Required action: The following data has a line with "point(553, 84)" and a line with "point(122, 226)". Write out exactly those lines and all the lines between them.
────────────────────
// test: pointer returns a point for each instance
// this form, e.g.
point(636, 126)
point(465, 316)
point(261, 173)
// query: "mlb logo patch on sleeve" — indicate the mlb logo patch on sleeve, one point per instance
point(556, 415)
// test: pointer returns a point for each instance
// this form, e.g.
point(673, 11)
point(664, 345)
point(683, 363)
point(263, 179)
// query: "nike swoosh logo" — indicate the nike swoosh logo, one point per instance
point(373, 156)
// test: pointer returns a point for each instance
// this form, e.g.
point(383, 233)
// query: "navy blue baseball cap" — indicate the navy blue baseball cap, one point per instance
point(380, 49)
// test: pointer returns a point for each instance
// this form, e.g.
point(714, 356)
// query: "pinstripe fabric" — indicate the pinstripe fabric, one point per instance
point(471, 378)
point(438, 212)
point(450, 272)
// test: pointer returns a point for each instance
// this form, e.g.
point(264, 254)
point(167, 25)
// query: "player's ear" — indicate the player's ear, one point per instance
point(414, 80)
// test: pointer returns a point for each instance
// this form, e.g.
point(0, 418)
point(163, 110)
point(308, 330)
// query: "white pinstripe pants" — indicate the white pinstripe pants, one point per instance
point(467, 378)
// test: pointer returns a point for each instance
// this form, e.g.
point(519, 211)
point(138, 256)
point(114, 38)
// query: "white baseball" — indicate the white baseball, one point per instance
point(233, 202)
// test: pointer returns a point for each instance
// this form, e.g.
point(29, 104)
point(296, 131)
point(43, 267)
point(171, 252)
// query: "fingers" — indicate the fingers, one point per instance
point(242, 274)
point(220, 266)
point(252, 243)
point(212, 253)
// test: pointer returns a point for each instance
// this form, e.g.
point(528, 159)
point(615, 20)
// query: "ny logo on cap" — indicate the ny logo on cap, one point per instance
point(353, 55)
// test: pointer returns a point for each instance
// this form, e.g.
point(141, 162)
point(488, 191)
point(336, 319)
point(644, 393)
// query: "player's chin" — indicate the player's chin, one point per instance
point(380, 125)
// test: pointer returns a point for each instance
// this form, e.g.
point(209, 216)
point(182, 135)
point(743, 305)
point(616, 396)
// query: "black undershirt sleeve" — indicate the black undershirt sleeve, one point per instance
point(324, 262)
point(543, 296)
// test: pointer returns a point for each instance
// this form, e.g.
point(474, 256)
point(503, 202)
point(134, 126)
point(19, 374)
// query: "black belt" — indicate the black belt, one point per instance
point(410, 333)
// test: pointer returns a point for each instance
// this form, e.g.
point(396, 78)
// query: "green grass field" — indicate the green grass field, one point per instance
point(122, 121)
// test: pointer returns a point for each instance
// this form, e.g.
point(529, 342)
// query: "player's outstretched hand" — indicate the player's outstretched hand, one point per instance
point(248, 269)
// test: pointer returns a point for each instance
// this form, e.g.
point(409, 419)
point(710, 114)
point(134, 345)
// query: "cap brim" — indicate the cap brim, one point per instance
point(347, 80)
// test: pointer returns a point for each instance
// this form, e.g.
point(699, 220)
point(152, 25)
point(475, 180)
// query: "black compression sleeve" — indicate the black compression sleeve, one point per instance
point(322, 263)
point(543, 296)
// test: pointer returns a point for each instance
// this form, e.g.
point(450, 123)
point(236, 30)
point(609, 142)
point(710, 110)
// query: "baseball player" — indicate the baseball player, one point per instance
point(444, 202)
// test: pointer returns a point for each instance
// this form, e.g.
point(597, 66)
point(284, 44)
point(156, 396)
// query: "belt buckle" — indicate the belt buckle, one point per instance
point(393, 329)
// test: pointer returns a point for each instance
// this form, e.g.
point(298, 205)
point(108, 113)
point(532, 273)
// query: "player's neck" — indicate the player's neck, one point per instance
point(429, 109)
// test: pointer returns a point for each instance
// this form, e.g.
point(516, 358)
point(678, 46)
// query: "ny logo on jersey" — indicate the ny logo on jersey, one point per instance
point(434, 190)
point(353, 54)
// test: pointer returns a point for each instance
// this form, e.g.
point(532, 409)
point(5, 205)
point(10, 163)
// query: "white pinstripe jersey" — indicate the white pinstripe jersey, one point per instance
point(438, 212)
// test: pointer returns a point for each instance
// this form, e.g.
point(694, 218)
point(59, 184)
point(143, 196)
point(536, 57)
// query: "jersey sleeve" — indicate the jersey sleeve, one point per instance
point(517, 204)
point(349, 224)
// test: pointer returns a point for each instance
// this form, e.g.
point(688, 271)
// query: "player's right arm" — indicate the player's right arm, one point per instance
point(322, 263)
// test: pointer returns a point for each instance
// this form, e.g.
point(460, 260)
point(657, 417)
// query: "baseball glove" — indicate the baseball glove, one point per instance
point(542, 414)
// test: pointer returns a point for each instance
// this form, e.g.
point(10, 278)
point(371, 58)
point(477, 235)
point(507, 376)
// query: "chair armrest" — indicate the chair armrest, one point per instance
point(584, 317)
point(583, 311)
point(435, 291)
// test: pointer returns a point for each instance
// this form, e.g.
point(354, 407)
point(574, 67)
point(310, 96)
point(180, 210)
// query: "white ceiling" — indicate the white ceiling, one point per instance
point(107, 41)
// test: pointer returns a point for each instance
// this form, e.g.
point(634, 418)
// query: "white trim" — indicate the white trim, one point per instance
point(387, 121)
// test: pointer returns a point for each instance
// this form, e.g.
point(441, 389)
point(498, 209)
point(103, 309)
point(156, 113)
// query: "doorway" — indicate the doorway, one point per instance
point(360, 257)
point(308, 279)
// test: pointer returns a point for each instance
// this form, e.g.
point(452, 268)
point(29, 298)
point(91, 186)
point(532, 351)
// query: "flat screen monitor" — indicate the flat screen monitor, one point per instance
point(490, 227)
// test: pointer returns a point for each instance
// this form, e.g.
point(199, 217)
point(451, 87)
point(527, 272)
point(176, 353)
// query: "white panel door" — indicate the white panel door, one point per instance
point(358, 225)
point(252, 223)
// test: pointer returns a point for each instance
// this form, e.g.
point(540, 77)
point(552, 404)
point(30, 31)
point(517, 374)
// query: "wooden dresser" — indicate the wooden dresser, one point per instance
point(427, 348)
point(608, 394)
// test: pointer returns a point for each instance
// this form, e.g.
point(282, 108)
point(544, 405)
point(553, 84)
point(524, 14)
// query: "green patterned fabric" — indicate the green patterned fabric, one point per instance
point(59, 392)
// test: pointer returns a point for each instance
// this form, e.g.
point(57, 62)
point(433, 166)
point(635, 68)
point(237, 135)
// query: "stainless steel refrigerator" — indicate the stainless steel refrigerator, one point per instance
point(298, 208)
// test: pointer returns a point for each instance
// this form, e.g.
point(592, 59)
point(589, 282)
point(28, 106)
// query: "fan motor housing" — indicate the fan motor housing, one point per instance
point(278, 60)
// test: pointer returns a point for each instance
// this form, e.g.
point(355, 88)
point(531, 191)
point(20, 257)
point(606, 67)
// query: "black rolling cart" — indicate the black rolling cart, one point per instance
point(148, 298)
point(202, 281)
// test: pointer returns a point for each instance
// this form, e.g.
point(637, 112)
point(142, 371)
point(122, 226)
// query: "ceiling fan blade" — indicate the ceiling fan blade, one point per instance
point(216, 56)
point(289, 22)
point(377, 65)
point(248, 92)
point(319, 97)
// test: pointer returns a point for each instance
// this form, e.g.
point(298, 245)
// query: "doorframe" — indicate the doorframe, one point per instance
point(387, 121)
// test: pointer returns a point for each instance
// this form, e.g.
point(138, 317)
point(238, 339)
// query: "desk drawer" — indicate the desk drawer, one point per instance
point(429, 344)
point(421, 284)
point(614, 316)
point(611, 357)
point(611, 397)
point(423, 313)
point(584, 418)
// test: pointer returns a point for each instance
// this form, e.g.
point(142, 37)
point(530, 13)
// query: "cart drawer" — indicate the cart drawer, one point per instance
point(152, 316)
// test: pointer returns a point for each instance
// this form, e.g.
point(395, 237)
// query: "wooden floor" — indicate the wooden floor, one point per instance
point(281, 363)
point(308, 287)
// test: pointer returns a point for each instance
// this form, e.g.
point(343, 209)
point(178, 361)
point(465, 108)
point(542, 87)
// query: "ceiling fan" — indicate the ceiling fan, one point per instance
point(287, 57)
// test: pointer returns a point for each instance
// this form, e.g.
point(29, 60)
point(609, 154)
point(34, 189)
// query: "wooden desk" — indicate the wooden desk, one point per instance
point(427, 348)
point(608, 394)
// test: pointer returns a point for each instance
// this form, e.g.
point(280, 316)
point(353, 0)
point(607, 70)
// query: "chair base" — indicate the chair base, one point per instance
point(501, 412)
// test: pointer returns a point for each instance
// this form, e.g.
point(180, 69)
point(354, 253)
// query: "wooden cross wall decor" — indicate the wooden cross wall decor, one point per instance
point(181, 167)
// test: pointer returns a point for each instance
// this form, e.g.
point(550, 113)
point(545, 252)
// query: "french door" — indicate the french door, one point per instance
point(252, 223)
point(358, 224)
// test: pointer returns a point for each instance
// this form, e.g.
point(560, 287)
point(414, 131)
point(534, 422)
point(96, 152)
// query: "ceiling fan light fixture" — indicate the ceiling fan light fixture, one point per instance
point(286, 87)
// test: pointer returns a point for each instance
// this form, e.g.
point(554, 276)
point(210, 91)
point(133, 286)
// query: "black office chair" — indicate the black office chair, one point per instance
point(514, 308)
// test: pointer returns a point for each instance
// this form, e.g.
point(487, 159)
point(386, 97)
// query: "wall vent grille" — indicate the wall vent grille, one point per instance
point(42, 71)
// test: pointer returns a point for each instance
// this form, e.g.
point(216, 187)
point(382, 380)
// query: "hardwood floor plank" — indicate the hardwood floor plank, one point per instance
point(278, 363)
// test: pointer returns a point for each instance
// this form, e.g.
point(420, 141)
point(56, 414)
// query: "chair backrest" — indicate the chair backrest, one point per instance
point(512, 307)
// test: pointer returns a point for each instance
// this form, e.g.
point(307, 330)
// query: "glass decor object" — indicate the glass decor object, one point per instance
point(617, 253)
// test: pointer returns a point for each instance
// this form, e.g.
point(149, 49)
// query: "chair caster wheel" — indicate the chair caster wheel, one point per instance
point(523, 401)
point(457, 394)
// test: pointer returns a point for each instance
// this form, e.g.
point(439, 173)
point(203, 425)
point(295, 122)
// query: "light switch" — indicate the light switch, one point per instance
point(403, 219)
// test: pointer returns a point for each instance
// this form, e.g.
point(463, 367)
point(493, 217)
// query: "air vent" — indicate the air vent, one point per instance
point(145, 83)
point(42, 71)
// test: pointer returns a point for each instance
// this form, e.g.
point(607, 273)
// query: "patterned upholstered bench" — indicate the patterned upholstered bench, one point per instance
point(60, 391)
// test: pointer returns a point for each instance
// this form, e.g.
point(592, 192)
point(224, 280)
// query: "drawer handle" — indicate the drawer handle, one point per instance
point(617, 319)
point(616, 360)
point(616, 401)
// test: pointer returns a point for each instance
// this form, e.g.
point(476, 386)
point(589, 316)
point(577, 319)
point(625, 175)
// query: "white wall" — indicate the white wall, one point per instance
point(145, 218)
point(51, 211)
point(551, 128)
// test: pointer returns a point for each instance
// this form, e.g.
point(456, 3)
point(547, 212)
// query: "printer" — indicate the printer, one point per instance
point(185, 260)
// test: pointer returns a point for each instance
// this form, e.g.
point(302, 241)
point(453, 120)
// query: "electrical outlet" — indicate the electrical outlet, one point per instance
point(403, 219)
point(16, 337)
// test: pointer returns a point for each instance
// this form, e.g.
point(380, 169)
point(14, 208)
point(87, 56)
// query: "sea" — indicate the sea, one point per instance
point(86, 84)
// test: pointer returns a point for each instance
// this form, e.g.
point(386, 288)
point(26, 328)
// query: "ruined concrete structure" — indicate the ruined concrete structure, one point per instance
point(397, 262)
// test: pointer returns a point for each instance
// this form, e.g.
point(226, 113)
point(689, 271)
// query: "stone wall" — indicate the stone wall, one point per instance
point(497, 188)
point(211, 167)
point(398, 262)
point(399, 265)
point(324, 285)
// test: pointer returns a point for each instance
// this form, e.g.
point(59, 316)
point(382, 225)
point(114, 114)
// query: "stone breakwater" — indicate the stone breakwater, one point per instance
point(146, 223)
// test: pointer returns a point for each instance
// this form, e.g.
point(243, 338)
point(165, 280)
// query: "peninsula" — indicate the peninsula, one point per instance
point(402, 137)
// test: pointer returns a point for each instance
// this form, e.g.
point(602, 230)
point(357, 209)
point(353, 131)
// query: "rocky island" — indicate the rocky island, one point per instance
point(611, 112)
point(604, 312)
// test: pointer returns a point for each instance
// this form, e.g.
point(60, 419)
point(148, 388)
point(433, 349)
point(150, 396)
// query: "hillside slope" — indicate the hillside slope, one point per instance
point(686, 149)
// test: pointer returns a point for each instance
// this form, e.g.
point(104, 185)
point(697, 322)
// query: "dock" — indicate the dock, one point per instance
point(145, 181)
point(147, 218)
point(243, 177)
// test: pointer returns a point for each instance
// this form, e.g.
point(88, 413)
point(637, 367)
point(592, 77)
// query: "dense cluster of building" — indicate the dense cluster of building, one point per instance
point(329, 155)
────────────────────
Completed exercise:
point(553, 84)
point(524, 14)
// query: "green patterned fabric" — indicate the green patterned fabric, one point per instance
point(59, 392)
// test: pointer returns a point for each instance
// this form, e.g.
point(57, 62)
point(433, 166)
point(635, 68)
point(237, 135)
// query: "stainless steel refrigerator" — indicate the stainless steel refrigerator, one point per instance
point(298, 208)
// test: pointer returns a point for each instance
// this form, e.g.
point(592, 59)
point(589, 282)
point(28, 106)
// query: "fan motor housing" — indicate the fan motor housing, one point per instance
point(278, 60)
// test: pointer returns a point for each instance
// this form, e.g.
point(355, 88)
point(531, 191)
point(20, 257)
point(606, 67)
// query: "black rolling cart" — indicate the black rolling cart, one point per instance
point(148, 298)
point(202, 281)
// test: pointer returns a point for each instance
// this form, e.g.
point(637, 112)
point(142, 371)
point(122, 226)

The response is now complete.